> [Given instruction]: Quote word for word the passage of the free speech text below between "Everyone has the" and "argument worth entertaining?", inclusive.

> [Text]:

In Athens, parrhesia underpinned the democracy. For a democracy to flourish, or even merit the name, citizens must be free, able, and willing to speak their mind. Free speech not only enables a democracy, but also legitimizes its laws and protects it from aspiring tyrants. Undermine free speech, and you undermine democracy—which is why free speech is enshrined in the First Amendment to the U.S. Constitution. Undermine free speech, and you undermine human dignity, which is why free speech is enshrined in Article 19 of the United Nations Universal Declaration of Human Rights:

Everyone has the right to freedom of opinion and expression; this right includes freedom to hold opinions without interference and to see, receive, and impart information and ideas through any media and regardless of frontiers.

“Free speech” is something of a misnomer. It includes not only free speech but also other forms of expression, such as writing a book, drawing a cartoon, or burning a flag. Taking inspiration from the French libre expression, we might more accurately refer to “free speech” as “freedom of expression”.

Today, many people, especially younger people, believe that freedom of expression can conflict with minority rights, and ought to be curbed to promote a more inclusive society. Is this argument worth entertaining?


Let’s begin by looking more closely at the benefits of free speech. Often, it is by articulating it to others that we are able to determine what we think on a particular issue. And in arriving at what we think, it helps if we are being encouraged, assisted, and challenged—which is why tutorials and communal meals are (or ought to be) an important part of university life.

Even if an opinion is untrue, it may still serve to clarify or reinforce the truth. Moreover, many misguided opinions contain aspects of the truth. Plato himself doubted his Theory of Forms, which nonetheless remains of immense value. Rousseau, who pushed back against the Enlightenment, may have been wrong to idealise the state of nature, but was right to point out that progress has downsides. Even when securely established, a living truth risks stultifying into a dead dogma if it is not regularly challenged.

So far, we have been talking about the kind of constructive, co-operative discourse that graces academia. But are bitter bigots also entitled to freedom of expression? Or to put it another way, do the intolerant also merit tolerance?

> [Stored data]:
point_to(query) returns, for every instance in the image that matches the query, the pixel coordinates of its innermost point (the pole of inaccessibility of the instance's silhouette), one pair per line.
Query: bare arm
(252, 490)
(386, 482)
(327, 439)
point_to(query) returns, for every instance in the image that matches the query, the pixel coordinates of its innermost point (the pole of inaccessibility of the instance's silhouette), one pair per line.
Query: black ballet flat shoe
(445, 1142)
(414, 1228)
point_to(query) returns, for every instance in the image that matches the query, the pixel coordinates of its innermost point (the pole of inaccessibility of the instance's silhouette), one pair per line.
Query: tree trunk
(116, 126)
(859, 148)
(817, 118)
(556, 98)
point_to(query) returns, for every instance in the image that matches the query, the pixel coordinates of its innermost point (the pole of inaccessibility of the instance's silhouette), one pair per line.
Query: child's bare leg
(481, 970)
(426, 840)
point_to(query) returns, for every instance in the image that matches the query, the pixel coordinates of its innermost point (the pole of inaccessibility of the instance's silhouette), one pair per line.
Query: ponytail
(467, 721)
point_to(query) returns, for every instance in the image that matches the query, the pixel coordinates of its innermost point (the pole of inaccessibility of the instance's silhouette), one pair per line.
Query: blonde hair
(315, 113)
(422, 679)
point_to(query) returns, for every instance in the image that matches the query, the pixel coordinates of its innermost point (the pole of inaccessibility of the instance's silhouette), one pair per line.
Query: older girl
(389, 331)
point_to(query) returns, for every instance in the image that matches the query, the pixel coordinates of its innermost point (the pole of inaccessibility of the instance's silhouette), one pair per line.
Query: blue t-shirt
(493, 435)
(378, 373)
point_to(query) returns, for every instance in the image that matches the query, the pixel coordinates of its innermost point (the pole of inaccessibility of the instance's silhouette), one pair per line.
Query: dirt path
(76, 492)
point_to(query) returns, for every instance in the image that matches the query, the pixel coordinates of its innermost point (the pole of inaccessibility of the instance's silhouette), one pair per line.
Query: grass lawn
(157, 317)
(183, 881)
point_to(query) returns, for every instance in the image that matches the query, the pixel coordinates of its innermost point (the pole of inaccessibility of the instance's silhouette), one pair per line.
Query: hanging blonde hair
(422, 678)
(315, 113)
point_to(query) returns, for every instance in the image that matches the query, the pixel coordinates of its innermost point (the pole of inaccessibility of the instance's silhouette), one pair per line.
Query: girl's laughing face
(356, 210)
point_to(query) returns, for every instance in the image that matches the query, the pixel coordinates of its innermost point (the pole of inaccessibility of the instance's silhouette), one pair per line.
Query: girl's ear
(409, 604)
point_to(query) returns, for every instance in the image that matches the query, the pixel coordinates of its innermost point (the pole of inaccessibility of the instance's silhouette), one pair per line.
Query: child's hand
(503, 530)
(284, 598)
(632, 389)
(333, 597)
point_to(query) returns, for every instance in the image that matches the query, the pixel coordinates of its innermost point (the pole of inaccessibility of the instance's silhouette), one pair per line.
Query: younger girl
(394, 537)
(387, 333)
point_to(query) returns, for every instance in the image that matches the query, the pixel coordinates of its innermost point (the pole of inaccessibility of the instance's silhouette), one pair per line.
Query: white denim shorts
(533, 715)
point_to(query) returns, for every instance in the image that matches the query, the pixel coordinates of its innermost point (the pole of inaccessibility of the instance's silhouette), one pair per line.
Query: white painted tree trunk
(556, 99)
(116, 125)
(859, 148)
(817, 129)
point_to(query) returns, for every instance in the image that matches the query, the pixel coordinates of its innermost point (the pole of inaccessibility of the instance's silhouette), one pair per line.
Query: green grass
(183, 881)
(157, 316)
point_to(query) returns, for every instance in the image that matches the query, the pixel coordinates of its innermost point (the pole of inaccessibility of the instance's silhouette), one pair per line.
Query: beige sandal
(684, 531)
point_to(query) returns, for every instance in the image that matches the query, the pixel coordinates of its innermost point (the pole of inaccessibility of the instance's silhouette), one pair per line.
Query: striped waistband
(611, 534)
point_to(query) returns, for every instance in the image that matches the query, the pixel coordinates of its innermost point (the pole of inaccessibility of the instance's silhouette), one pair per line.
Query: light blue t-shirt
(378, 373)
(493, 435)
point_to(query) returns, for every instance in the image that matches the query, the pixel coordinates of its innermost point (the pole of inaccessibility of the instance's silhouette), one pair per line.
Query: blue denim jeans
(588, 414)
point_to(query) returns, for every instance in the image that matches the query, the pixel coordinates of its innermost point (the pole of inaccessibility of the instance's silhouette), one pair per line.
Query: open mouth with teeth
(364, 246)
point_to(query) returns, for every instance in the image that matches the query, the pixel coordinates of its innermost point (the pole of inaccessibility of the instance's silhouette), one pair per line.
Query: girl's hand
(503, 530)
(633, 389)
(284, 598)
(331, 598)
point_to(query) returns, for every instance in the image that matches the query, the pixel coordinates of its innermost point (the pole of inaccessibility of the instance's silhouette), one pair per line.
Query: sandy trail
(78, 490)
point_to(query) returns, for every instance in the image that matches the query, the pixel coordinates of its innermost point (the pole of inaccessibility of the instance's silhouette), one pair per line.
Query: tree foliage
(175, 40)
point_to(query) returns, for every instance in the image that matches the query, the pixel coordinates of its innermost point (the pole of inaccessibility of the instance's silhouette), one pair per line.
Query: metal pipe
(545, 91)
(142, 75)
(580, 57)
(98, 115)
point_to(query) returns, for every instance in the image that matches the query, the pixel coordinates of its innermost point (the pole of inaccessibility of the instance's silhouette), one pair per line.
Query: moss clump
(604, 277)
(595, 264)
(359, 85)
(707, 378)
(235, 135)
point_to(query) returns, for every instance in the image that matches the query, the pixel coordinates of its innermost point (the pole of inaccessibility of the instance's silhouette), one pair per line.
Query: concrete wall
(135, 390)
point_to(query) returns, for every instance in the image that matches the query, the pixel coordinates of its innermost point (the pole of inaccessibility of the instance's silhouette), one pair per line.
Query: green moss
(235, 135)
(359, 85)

> [Output for this exercise]:
Everyone has the right to freedom of opinion and expression; this right includes freedom to hold opinions without interference and to see, receive, and impart information and ideas through any media and regardless of frontiers.

“Free speech” is something of a misnomer. It includes not only free speech but also other forms of expression, such as writing a book, drawing a cartoon, or burning a flag. Taking inspiration from the French libre expression, we might more accurately refer to “free speech” as “freedom of expression”.

Today, many people, especially younger people, believe that freedom of expression can conflict with minority rights, and ought to be curbed to promote a more inclusive society. Is this argument worth entertaining?